*** DATA ROWS ***

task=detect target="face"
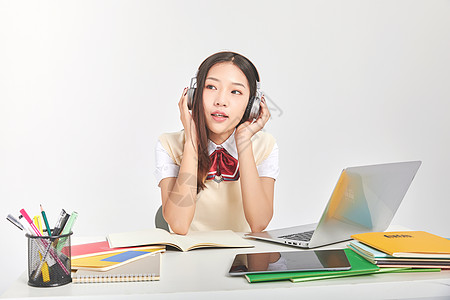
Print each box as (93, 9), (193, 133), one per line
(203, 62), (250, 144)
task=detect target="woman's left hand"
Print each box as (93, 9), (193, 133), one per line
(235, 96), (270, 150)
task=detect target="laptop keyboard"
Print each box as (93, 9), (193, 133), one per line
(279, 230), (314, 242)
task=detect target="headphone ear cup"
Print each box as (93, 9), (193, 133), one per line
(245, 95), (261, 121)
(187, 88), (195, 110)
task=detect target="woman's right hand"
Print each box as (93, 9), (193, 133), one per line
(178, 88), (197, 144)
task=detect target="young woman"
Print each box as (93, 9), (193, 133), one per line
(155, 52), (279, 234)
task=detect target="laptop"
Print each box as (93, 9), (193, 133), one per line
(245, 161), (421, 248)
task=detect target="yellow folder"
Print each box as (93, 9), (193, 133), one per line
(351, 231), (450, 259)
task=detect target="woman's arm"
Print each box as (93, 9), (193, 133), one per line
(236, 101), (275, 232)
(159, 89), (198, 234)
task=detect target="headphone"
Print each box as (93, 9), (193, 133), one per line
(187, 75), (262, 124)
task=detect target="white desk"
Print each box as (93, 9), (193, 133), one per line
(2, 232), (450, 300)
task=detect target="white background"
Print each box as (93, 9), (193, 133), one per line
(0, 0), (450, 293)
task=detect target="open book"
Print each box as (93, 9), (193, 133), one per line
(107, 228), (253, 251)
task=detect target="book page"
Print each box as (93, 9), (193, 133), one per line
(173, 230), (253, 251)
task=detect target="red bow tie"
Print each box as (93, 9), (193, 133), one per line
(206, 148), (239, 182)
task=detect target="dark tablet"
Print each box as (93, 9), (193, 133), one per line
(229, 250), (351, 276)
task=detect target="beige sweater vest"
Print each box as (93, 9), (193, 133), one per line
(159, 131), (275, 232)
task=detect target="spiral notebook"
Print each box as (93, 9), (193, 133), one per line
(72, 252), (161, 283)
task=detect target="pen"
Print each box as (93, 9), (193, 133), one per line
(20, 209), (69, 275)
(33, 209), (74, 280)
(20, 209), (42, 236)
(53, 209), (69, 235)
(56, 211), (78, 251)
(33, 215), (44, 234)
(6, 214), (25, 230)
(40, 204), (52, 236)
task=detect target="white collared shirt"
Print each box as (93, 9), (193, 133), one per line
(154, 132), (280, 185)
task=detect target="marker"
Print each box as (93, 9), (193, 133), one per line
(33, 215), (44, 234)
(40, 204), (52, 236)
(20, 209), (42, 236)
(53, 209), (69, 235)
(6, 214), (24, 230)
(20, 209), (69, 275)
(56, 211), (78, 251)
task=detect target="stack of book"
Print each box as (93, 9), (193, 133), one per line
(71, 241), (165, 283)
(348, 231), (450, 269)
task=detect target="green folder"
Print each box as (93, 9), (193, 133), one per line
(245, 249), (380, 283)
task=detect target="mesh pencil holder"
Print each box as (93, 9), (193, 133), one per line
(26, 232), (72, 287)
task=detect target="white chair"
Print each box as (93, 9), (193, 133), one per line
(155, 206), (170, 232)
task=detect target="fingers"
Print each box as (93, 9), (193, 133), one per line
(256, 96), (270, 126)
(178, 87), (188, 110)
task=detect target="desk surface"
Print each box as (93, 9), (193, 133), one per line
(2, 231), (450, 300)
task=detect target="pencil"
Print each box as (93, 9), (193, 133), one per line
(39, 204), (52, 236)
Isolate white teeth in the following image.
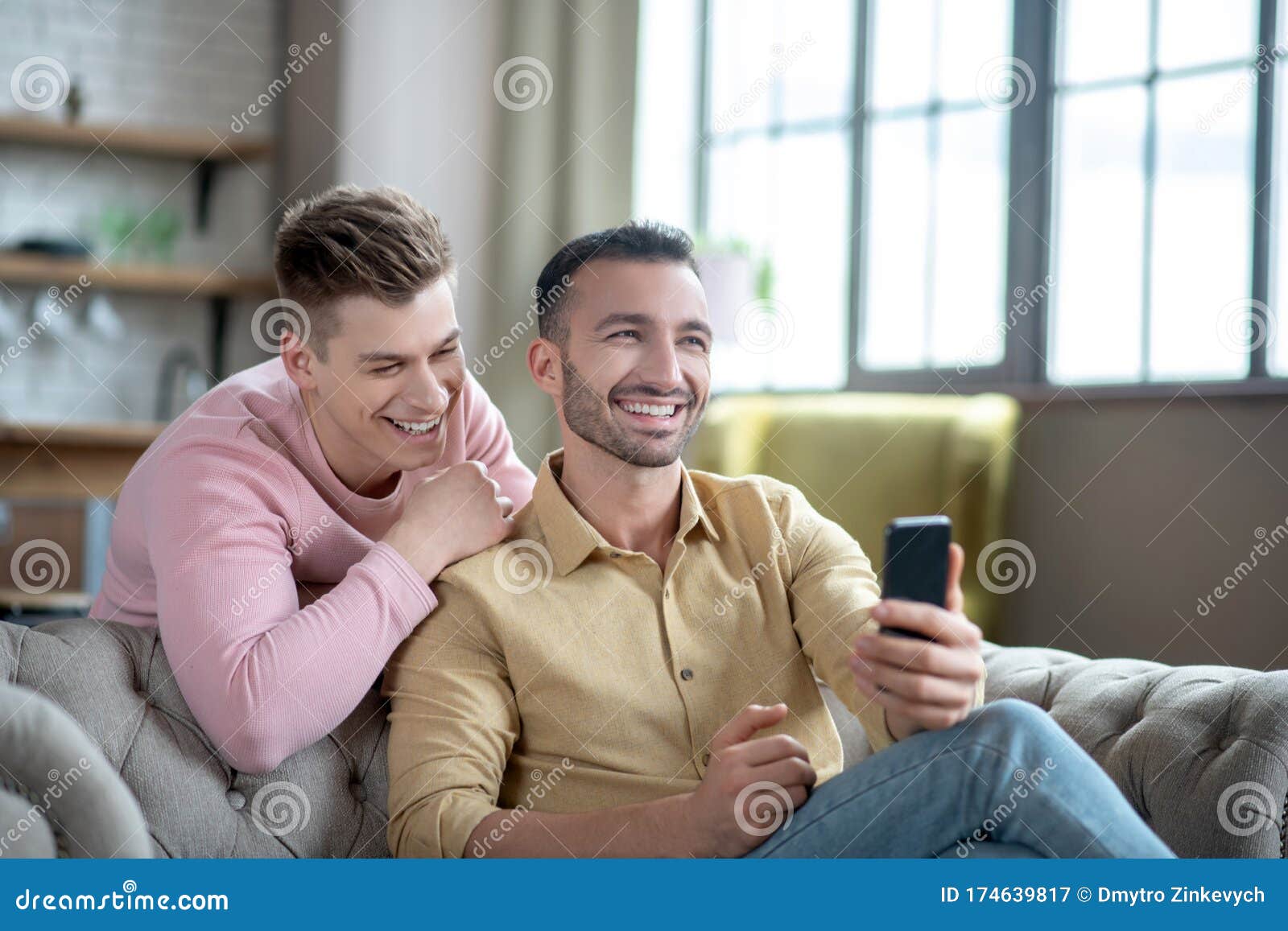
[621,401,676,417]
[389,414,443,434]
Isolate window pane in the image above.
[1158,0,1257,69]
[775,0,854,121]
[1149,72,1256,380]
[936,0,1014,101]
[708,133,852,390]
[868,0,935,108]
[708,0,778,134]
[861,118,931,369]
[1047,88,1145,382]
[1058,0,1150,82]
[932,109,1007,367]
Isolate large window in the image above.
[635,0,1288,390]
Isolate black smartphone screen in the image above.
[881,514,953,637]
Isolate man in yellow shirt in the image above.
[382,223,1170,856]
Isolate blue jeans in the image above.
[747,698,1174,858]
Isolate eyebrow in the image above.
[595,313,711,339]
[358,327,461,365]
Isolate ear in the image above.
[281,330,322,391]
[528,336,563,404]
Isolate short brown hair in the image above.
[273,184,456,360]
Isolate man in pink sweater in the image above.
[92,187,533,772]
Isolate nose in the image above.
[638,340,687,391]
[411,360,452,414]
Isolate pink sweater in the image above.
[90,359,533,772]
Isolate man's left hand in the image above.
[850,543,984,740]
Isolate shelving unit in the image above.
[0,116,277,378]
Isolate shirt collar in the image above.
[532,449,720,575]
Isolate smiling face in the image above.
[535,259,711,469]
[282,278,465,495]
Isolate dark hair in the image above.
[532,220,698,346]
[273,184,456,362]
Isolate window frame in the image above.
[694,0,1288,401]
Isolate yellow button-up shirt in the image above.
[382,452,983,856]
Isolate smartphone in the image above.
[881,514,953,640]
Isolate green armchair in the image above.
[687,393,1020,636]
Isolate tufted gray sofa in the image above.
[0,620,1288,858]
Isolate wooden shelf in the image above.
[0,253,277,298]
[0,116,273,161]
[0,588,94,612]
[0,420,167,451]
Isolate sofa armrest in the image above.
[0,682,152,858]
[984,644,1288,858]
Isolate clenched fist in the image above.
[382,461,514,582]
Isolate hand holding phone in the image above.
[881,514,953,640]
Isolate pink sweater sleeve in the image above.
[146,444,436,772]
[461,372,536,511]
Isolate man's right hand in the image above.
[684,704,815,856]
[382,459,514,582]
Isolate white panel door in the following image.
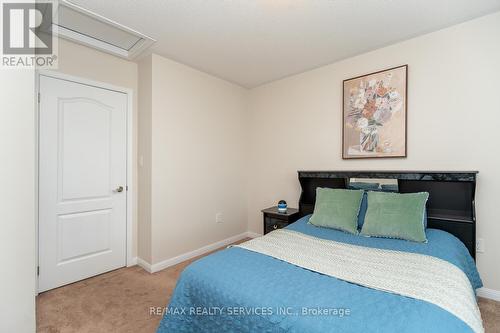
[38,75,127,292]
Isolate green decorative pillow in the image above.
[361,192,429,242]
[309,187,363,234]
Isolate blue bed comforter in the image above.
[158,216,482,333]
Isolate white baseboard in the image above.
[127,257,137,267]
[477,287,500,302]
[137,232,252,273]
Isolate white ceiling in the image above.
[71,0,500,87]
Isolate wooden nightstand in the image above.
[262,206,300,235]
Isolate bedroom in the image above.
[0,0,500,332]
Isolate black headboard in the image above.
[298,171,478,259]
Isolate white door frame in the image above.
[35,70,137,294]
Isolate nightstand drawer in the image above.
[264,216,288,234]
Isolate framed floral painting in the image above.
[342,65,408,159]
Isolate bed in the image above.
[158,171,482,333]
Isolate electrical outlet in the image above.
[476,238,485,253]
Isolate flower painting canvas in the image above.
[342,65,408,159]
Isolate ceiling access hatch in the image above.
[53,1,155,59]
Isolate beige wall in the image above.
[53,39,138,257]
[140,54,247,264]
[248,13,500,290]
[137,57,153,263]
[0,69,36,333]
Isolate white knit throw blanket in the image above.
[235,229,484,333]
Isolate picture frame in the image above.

***

Reproduce the records above verbatim, starting at their first line and ending with the line that contains "(187, 88), (195, 110)", with both ends included. Omit the pictures from your answer.

task=detect target="face"
Print each box as (93, 9), (193, 133), one per line
(203, 62), (250, 144)
task=detect target="woman's left hand"
Print each box as (93, 9), (193, 133), one per line
(235, 96), (270, 150)
task=detect target="laptop keyboard"
Print each box as (93, 9), (193, 133), one per line
(279, 230), (314, 242)
task=detect target="headphone ear cup"
Print each box as (93, 9), (193, 133), one per line
(245, 95), (261, 121)
(187, 88), (195, 110)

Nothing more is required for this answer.